EXERCISE DESCRIPTION: Return the entries below exactly as written.

[Collection entries]
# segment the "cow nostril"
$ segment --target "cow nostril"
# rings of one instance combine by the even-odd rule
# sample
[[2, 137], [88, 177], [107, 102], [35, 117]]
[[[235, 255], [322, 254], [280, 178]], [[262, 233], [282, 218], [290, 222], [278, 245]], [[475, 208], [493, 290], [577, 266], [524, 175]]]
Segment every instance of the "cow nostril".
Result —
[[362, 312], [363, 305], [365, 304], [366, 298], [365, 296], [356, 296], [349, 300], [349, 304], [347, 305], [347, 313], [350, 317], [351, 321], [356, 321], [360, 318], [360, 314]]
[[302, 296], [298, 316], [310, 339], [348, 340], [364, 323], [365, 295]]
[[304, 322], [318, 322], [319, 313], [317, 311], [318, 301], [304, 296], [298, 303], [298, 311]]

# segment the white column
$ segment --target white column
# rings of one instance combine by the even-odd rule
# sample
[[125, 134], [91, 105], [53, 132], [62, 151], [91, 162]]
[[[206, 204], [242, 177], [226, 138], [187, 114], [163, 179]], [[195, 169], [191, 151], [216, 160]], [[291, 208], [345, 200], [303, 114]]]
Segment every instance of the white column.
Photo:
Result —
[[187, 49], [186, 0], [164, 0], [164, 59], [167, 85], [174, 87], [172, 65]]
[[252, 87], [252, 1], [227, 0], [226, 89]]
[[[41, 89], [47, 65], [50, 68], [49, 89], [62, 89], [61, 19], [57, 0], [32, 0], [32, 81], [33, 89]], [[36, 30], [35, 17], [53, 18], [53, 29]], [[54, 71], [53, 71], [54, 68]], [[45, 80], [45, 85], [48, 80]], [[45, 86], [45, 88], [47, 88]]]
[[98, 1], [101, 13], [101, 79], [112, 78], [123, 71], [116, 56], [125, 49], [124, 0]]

ANSWER TO THIS PROBLEM:
# segment the "cow nostril"
$ segment --target "cow nostril"
# rings of one instance combine by the even-odd rule
# sample
[[2, 137], [88, 177], [107, 102], [35, 117]]
[[[235, 255], [322, 254], [280, 178]], [[262, 233], [282, 218], [290, 222], [278, 245]], [[475, 208], [493, 290], [577, 266], [524, 175]]]
Segment every instance of the "cow nostril".
Result —
[[362, 312], [363, 305], [365, 304], [366, 298], [365, 296], [356, 296], [349, 300], [349, 304], [347, 305], [347, 313], [350, 317], [351, 321], [356, 321], [360, 318], [360, 314]]
[[302, 296], [298, 316], [310, 339], [348, 340], [364, 323], [365, 295]]
[[304, 322], [318, 322], [319, 313], [317, 311], [318, 301], [304, 296], [298, 303], [298, 311]]

# segment the white column
$ segment --target white column
# rings of one instance combine by the even-odd rule
# sample
[[125, 134], [91, 105], [53, 132], [62, 151], [91, 162]]
[[[206, 204], [242, 177], [226, 138], [187, 114], [163, 179]], [[195, 169], [191, 151], [216, 160]], [[291, 208], [345, 200], [303, 114]]]
Segment every instance of the white column.
Photo:
Result —
[[187, 49], [186, 0], [164, 0], [164, 59], [167, 85], [174, 87], [172, 65]]
[[252, 87], [252, 1], [227, 0], [226, 89]]
[[[41, 89], [47, 65], [50, 68], [49, 89], [62, 89], [61, 19], [57, 0], [32, 0], [32, 81], [33, 89]], [[36, 30], [35, 17], [53, 18], [53, 29]], [[54, 71], [53, 71], [54, 68]], [[45, 80], [45, 85], [48, 80]], [[45, 86], [45, 88], [47, 88]]]
[[98, 1], [101, 13], [101, 79], [112, 78], [123, 71], [116, 56], [125, 49], [124, 0]]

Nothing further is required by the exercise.